Texto para leitura:
-=-=-=-=-
No segundo tipo de ambiente, cada um tenta sempre se desafiar a aprender coisas novas e, portanto, se dispõe a errar. “Aqui o objetivo é melhorar. Na prática, significa tentar realizar coisas que não se sabe bem; o foco é o que não se sabe”, explicou.

Tendo como público principal professores e gestores escolares, Eduardo questionou se, para os alunos, estaria claro o que a escola é um ambiente de desenvolvimento. Os educadores da plateia disseram que não e contaram os porquês disso. Claro que a quantidade de avaliações que cobram uma resposta certa apareceram como as “vilãs”, sendo uma das principais razões para que os alunos vejam a escola como uma zona para demonstrar boa performance, em vez de um espaço para explorar e aprender.

Na prática, usando um sistema online que faz quizzes que mostra resultados na hora, o palestrante deu um exemplo de como os professores podem avaliar o que os estudantes pensam e compreendem de um tema, sem precisar fazer exames formais. A ideia é usar as respostas dos alunos para poder seguir a aula por um determinado caminho, e não dar notas.

As respostas aos formulários online são projetadas em formatos variados: como estatísticas, nuvem de palavras ou listas, mas normalmente sem identificar quem deu cada resposta. A experiência na sala se torna interativa e sem a pressão por demonstrar que se sabe a resposta certa.

Eduardo, contudo, alerta que não basta abrir mão de avaliações formais para se mudar a mentalidade dos alunos. Os educadores precisam criar um ambiente que seja acolhedor com os erros, mostrar a relevância prática do que está sendo visto em sala de aula e, também, ser um exemplo de aprendizagem constante. “Nós temos de nos colocar numa zona de desenvolvimento – e tornar visível para os alunos como estamos tentando nos aperfeiçoar”, afirmou. Confira, no vídeo abaixo, alguns destaques do evento.
-=-=-=-=-
Conjunto de dados:
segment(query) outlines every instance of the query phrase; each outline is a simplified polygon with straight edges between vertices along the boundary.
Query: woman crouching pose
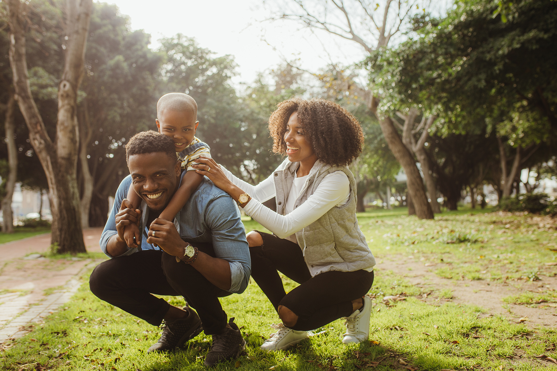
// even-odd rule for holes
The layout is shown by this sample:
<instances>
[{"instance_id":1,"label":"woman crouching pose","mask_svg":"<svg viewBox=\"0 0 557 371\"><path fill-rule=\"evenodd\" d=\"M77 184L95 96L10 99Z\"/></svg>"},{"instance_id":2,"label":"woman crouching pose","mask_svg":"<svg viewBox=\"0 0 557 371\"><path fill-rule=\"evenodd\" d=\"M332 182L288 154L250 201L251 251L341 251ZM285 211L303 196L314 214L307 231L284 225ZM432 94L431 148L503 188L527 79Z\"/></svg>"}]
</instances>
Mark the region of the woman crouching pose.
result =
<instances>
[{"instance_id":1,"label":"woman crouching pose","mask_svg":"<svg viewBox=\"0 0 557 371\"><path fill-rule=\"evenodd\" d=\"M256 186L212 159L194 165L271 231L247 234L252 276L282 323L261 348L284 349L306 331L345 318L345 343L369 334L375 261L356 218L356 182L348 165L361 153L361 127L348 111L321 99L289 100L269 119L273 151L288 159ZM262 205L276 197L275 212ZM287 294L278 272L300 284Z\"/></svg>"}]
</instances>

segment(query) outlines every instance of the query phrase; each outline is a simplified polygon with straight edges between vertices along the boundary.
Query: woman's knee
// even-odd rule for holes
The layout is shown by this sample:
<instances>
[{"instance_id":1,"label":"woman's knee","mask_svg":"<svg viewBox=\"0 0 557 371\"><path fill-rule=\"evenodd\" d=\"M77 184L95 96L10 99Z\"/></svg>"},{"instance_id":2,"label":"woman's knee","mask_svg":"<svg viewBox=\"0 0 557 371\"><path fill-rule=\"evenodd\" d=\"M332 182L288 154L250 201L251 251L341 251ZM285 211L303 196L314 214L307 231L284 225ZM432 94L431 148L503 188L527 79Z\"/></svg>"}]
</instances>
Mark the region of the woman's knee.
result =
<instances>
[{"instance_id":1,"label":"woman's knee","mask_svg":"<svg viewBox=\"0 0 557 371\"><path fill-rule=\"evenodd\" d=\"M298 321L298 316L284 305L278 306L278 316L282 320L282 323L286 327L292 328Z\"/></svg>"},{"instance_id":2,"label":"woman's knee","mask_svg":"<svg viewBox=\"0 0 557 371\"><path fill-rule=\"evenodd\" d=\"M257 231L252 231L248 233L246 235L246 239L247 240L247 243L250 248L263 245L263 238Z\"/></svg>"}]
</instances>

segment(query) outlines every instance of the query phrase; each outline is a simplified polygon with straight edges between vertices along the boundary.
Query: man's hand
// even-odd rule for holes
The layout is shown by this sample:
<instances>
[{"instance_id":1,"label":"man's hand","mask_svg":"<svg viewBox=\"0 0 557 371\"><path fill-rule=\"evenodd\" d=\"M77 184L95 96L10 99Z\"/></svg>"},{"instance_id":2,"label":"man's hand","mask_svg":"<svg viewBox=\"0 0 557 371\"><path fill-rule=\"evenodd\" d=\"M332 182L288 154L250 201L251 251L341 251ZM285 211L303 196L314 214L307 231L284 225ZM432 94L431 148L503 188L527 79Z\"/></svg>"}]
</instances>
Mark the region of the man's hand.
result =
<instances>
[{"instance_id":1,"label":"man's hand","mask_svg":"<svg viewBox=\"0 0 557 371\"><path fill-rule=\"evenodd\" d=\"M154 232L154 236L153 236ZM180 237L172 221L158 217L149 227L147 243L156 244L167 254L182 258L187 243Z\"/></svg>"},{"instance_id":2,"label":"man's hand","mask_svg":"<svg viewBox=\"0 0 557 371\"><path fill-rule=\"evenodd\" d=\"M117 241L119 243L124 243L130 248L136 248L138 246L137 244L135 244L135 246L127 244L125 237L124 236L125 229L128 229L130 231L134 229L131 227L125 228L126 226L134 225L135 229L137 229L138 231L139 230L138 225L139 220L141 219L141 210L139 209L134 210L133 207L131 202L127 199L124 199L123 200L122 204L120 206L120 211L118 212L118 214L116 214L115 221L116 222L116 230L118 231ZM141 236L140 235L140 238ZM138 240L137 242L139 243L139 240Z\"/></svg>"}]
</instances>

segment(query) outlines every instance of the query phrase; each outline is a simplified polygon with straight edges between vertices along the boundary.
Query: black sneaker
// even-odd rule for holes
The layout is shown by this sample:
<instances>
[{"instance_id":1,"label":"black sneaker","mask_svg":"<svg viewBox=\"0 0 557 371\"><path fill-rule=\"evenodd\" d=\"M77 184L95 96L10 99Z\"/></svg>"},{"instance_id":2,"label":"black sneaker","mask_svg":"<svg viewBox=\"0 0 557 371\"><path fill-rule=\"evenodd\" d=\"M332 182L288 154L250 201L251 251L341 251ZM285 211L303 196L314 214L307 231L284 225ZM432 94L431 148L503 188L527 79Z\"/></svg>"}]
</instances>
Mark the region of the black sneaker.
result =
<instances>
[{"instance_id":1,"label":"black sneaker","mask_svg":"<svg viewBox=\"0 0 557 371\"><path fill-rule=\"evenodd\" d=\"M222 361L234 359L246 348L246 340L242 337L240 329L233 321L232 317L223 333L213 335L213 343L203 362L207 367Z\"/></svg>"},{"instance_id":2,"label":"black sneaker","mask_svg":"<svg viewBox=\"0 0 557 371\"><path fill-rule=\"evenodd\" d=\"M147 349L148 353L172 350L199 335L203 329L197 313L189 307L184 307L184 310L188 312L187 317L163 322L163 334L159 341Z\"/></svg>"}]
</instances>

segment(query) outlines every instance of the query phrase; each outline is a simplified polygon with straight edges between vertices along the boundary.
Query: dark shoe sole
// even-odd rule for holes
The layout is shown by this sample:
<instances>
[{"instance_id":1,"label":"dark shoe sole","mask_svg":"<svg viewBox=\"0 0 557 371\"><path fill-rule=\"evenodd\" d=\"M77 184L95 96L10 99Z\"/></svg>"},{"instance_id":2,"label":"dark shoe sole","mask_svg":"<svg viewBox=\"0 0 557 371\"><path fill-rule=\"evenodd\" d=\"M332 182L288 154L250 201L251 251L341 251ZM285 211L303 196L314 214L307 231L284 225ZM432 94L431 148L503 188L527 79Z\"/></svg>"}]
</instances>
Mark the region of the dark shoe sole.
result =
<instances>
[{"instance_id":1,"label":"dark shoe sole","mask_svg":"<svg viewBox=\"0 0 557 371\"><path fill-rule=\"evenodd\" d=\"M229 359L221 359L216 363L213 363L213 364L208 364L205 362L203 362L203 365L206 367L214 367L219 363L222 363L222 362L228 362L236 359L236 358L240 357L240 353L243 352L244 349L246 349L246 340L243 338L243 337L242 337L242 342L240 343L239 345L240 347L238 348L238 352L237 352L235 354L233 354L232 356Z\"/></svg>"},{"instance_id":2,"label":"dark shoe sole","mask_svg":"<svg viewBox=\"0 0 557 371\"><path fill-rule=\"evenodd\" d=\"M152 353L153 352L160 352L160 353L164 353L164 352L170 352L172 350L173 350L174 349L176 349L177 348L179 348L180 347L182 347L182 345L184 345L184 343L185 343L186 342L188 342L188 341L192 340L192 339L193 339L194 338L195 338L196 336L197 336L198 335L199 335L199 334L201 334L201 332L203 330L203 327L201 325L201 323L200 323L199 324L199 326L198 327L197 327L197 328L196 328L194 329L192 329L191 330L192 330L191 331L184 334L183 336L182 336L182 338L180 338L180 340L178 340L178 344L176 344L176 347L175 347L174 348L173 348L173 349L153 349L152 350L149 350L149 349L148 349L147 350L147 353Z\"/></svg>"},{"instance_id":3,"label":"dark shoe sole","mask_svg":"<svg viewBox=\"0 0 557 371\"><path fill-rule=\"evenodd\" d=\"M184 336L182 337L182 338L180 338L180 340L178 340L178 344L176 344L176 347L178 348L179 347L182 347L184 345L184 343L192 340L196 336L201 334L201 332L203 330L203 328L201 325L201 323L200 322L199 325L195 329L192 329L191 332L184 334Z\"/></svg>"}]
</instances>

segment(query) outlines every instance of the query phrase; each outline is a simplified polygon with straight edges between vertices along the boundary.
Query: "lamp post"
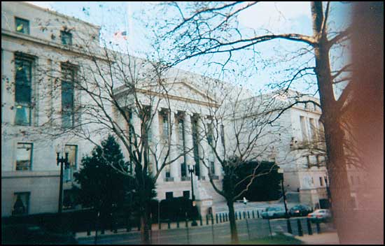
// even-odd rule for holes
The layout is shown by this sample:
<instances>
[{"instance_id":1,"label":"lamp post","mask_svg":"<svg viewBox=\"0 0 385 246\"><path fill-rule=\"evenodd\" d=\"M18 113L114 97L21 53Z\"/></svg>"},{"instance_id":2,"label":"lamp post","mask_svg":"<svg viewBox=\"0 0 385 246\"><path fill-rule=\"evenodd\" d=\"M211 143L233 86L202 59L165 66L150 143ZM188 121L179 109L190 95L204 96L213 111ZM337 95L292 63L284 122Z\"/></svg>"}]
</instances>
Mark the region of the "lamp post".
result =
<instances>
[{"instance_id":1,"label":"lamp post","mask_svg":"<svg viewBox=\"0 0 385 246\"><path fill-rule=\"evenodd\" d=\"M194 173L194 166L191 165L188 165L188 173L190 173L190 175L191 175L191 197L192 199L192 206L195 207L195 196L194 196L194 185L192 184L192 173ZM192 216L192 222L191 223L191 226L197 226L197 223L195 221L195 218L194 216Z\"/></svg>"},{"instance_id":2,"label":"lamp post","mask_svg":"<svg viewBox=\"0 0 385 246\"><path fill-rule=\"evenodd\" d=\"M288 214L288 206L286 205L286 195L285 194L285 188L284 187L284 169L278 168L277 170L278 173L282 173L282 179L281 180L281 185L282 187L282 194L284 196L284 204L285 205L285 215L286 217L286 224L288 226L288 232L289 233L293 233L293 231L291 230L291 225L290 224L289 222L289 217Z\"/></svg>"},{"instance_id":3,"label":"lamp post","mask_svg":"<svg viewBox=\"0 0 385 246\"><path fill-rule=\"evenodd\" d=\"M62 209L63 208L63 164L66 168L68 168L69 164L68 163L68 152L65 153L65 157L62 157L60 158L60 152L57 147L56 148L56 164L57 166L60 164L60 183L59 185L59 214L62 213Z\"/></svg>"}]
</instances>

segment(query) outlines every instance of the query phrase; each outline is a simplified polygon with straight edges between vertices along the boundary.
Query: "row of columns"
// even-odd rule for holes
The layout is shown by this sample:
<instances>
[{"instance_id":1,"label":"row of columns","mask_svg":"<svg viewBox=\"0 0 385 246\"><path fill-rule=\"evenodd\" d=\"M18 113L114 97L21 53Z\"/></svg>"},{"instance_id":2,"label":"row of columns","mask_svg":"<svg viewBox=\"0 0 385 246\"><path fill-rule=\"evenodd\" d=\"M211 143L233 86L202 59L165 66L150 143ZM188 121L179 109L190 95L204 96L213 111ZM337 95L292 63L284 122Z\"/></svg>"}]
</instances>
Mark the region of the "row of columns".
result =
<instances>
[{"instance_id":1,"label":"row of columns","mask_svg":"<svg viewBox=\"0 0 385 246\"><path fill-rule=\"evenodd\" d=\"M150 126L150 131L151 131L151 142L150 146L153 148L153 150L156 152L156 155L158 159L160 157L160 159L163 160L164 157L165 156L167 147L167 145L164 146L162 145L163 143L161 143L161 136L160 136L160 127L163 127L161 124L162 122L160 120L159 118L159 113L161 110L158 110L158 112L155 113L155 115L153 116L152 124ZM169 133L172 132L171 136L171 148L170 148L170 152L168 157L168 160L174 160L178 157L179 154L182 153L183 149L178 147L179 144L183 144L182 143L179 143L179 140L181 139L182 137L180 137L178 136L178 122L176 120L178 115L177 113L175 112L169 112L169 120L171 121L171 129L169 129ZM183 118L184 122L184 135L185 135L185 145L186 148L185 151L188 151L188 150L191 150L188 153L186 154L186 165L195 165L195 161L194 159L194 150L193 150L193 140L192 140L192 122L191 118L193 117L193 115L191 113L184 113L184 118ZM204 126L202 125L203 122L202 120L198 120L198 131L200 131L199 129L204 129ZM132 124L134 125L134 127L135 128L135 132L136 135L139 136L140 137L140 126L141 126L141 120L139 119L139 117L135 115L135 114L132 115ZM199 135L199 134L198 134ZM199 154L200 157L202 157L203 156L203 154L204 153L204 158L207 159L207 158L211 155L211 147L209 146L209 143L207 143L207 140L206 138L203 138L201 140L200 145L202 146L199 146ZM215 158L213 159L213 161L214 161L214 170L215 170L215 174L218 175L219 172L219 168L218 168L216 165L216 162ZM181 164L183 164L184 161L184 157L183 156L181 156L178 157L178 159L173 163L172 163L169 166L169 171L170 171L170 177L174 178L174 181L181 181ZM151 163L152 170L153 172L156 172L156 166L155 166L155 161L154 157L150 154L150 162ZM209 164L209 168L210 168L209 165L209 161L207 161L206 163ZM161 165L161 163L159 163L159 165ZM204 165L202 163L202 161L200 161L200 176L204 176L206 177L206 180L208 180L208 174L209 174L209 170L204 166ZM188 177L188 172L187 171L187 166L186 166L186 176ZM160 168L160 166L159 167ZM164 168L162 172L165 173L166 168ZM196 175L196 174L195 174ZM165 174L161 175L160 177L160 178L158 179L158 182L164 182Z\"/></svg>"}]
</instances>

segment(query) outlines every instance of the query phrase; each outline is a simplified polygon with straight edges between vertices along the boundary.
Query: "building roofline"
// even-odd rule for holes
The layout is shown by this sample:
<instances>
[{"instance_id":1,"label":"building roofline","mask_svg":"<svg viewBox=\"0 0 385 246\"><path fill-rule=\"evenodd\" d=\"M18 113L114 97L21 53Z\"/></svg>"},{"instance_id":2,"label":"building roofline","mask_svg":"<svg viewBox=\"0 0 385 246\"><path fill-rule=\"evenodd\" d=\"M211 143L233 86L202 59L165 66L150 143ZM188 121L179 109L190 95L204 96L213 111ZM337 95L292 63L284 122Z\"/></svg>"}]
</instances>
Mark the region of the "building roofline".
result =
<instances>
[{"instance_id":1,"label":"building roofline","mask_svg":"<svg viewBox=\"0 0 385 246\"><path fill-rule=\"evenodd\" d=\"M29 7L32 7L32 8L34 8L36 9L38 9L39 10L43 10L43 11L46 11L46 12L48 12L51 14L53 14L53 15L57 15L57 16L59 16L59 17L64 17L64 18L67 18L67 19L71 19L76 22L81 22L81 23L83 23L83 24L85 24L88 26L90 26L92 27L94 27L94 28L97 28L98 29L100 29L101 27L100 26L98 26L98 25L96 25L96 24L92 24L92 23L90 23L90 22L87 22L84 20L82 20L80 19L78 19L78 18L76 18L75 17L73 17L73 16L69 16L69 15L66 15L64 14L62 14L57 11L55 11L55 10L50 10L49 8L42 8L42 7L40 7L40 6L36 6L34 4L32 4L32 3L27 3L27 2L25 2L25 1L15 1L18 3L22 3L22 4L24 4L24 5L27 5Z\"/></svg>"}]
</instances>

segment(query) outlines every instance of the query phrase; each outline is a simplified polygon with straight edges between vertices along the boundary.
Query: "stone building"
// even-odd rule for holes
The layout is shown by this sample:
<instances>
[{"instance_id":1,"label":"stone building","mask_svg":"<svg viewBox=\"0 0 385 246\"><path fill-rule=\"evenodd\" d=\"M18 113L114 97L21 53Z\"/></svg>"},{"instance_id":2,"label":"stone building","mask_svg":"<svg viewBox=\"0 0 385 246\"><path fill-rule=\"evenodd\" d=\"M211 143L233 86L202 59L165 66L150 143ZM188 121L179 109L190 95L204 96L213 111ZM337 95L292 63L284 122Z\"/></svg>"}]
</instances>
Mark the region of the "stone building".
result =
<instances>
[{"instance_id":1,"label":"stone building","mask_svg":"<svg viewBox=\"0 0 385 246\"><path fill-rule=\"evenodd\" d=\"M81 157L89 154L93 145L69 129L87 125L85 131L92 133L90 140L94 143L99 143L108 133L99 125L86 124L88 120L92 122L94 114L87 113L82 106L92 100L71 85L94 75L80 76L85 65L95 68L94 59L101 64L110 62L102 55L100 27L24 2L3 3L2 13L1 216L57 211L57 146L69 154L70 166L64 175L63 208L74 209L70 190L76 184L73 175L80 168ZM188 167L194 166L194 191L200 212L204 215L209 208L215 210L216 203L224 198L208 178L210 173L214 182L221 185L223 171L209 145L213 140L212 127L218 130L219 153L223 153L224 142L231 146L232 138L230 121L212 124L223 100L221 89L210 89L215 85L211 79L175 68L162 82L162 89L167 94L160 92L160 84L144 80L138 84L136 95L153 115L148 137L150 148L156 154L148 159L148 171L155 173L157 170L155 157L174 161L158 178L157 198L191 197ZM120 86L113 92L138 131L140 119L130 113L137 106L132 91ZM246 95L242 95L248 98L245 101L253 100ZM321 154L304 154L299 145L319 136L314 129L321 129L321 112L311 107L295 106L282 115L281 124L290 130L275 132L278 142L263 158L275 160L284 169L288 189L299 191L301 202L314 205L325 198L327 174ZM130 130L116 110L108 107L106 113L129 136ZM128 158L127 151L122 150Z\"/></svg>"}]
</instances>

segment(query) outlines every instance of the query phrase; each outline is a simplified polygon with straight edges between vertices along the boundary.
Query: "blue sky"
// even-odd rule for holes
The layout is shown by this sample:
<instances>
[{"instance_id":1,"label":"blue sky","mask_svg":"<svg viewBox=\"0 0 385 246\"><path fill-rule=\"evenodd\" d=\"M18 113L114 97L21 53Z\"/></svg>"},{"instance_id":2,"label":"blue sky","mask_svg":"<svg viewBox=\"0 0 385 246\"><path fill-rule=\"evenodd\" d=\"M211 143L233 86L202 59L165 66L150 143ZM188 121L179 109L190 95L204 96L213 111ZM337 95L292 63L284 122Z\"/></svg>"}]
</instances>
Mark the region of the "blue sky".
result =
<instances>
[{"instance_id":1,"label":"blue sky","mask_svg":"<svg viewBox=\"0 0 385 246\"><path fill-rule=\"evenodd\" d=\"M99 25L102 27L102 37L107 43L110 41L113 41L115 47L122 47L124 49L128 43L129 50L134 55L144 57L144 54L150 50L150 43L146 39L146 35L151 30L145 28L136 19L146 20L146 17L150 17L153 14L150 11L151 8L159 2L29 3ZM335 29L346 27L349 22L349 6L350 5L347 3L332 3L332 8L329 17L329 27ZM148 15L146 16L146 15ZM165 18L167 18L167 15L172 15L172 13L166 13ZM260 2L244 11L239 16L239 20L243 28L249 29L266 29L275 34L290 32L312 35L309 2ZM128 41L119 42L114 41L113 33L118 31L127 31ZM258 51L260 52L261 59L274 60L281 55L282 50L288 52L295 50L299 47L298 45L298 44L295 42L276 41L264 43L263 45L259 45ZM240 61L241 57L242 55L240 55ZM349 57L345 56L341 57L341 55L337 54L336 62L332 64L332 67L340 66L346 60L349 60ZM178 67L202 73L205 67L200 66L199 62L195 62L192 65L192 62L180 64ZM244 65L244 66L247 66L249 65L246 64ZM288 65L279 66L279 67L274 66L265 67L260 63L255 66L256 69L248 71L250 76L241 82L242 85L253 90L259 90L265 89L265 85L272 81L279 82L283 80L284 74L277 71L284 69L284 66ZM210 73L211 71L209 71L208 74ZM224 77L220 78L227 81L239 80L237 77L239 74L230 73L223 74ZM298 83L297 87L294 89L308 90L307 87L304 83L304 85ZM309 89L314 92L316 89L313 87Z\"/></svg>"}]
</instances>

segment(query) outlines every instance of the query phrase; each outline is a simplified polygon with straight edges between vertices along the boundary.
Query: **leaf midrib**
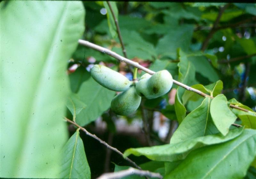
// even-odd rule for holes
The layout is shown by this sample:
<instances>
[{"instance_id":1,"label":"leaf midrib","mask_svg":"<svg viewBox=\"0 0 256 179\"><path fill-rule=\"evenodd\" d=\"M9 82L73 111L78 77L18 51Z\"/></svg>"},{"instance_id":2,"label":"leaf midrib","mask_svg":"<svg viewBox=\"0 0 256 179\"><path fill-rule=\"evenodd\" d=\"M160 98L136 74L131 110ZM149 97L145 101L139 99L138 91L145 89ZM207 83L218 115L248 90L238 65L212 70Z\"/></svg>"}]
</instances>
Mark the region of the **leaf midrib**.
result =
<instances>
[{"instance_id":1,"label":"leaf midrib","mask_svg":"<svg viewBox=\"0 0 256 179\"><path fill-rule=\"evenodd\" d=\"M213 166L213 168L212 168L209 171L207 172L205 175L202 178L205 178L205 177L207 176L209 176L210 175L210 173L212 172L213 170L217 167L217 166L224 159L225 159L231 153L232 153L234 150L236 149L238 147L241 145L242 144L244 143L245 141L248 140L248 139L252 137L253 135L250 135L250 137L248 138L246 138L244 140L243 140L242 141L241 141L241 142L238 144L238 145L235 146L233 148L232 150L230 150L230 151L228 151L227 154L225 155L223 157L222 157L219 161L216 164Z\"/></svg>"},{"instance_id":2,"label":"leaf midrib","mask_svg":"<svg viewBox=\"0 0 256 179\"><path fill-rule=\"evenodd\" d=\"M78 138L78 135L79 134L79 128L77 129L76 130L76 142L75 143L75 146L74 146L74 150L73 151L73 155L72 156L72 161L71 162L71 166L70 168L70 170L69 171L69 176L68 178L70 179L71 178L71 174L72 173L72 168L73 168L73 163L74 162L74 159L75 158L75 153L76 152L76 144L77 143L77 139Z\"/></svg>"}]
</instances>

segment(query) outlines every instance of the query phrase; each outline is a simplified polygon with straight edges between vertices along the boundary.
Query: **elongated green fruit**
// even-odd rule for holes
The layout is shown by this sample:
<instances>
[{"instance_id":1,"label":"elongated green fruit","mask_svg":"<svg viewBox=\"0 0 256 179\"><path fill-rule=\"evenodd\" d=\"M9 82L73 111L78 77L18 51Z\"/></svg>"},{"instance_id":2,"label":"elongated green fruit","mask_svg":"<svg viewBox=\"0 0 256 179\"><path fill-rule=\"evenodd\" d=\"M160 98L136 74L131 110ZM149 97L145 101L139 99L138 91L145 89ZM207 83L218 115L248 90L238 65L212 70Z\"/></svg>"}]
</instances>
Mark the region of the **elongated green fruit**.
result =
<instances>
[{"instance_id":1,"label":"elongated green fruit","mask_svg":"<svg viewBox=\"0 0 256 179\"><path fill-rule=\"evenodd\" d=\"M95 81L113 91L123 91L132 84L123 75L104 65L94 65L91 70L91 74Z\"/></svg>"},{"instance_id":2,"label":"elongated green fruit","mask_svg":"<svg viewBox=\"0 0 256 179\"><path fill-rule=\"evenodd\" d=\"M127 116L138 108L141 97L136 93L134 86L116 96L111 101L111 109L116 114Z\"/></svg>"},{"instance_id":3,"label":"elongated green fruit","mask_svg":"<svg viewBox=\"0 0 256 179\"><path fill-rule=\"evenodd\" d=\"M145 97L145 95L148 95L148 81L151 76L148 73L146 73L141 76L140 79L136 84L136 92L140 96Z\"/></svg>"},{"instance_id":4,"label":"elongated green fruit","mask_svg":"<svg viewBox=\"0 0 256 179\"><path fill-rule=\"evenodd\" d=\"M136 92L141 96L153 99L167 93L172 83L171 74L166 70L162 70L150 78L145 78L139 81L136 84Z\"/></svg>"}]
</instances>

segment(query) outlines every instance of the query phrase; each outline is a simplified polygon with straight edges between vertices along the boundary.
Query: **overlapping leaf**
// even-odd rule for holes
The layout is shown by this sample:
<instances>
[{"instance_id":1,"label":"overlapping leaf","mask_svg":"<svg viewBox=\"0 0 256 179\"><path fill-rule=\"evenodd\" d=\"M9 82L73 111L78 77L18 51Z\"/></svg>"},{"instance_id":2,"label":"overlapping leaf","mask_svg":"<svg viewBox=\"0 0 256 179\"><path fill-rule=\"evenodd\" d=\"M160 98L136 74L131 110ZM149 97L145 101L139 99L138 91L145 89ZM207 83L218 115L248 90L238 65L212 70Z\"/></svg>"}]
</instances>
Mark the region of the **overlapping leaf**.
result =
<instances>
-=-=-=-=-
Tarefas:
1 - Segundo o texto para leitura, em que formatos são projetadas as respostas aos formulários online?
2 - Transcreva do texto para leitura o trecho que começa em "As respostas aos" e termina em "a resposta certa.", incluindo ambos.

Lista de respostas:
1 - Como estatísticas, nuvem de palavras ou listas.

2 -
As respostas aos formulários online são projetadas em formatos variados: como estatísticas, nuvem de palavras ou listas, mas normalmente sem identificar quem deu cada resposta. A experiência na sala se torna interativa e sem a pressão por demonstrar que se sabe a resposta certa.